**** Цитируемый текст

И если в первый же университетский месяц зарылся я в "Происхождение

видов"28 и в Гертвига, так это - действие Мензбира; если на моем столе

явилась "История физики" вместе с литографированными листами умовских

лекций, так это - действие Умова.

Но до чего оба были различны: Умов - бард с развевающимися власами;

Мензбир - скромный лишь установщик выставки фактов, после пробега по которой

нам делалась ясной Гетева "Идея в явлении"; Умов взлетал в философию;

Мензбир же не летал: как-то ползал, средь фактов продалбливал проходы к

научным кладам типичного факта; Умов играл афоризмом Максвелла, Томсона,

пленяя воображение глубиной, не всегда проницаемой; Мензбир лишь выпуклыми

словесными уподоблениями и служебной метафорой доносил факт до ощупи. Для

Умова характерны выражения вроде: "Бьют часы вселенной первым часом"; мы

вздрагивали, чуяли глубину под словами, не облагаемую трезвым понятием; для

Мензбира же характерны метафоры вроде: "Гаструла29 напоминает видом ягоду

малины, снятую со стерженька". И образ малины связывался с гаструлой;

сложнейшие конфигурации фактов врезались им в мозг, как гравировальным

резцом.

Мензбира было порой трудно слушать; он вел нас крутою тропинкою фактов,

не развлекаясь красками иль анекдотиками, которыми жонглировал Зограф; по

окончании лекции всякий бы мог повторить ее: так вылеплялась она умным ладом

идеи с подобранным фактом; лекции Мензбира выглядеть могли бы идеологическою

ловушкой, подсовывающей ловко итог его мысли, если бы не строгость, не

безусловная честность, которыми действовал он.

В нем жила парадоксальнейшая гармония "фанатизма" с "научною

объективностью"; он был фанатик факта; и он фактически обосновывал фанатизм.

Такова и наружность его.

********

[Условие задачи]: Выведите дословно отрывок из текста о Мензбире и Умове от слов «безусловная честность, которыми» до слов «фактически обосновывал фанатизм.».

**** Извлечённые данные

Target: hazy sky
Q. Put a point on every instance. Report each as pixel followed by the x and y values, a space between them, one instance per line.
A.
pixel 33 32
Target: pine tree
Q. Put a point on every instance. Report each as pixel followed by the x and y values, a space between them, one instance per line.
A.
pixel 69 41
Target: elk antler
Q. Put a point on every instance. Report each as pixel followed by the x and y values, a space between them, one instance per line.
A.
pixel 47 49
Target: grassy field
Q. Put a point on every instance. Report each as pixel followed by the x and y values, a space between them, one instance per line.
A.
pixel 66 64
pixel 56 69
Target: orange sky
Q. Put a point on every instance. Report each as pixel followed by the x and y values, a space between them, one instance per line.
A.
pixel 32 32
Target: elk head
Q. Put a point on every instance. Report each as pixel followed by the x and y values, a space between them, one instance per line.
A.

********
**** Извлечённые данные

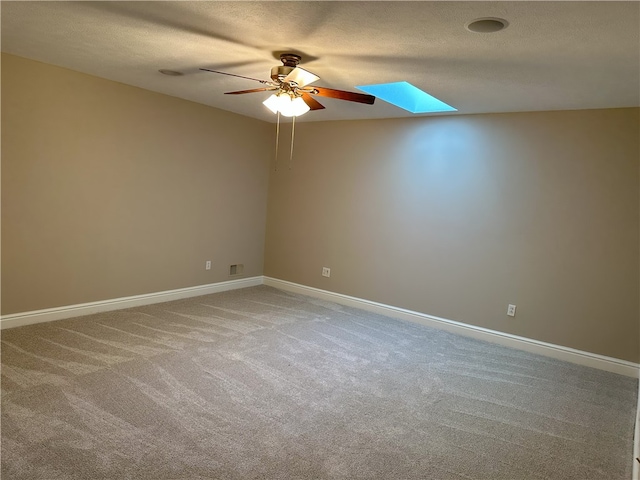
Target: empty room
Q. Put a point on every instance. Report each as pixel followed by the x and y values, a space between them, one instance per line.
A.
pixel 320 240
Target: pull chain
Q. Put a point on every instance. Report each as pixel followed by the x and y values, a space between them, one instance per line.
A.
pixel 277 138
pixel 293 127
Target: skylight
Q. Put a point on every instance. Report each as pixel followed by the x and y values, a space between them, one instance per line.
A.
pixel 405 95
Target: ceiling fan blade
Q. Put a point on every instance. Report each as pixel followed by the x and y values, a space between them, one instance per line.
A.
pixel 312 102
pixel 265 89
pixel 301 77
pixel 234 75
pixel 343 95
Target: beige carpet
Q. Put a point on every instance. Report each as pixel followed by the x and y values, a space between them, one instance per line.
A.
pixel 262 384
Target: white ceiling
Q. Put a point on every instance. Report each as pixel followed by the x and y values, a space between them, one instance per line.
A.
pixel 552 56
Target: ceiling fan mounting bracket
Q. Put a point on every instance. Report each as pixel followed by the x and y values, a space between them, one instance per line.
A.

********

[Разобранное упражнение]:
безусловная честность, которыми действовал он.

В нем жила парадоксальнейшая гармония "фанатизма" с "научною

объективностью"; он был фанатик факта; и он фактически обосновывал фанатизм.